--- Start The input ---

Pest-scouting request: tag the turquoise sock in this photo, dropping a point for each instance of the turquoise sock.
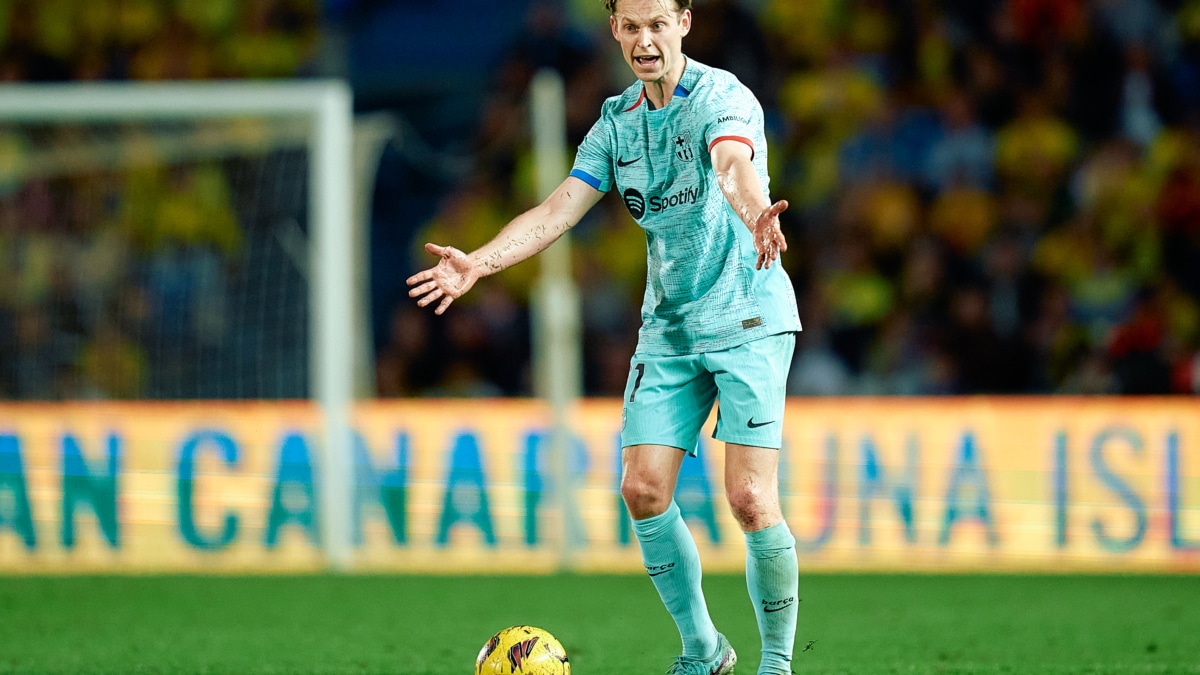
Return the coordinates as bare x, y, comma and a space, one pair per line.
773, 580
673, 563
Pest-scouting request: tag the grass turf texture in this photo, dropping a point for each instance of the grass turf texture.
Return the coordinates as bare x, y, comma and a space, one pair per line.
857, 625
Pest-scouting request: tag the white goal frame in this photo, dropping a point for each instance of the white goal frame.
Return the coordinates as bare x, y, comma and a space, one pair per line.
328, 103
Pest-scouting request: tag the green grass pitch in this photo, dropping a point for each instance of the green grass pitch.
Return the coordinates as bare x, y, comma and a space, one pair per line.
859, 625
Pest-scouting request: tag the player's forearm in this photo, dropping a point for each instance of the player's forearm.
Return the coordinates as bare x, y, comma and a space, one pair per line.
743, 190
525, 237
535, 230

--- End The input ---

§ **Your instructions**: From the line containing "Pest-scouting request: tag the grass" down to the last line, reproduce the records exactly. Include both ends.

§ **Solution**:
Pest-scouting request: tag the grass turf texture in this photo, dropping a point for each instance of the grass turf texture.
Return the coordinates as bare x, y, comma and a space, one pair per line.
857, 625
Pest-scouting request: tag the white goal frame in this photo, dropping a point for each instance of the white goal frame.
Return the coordinates as bare x, y, comma and a space, one pair per line.
328, 103
Pest-scouting request: tag the green grass pitch in this photo, dropping a point for each instance of the green grass pitch.
Return the coordinates as bare x, y, comma and a space, one pair per line.
859, 625
Pest-scouting request: tag the player's forearm in this photo, dropping a point for each instance of the player's forearm.
Return the coordinates as bare x, y, comma and a space, one pair per line.
743, 190
525, 237
535, 230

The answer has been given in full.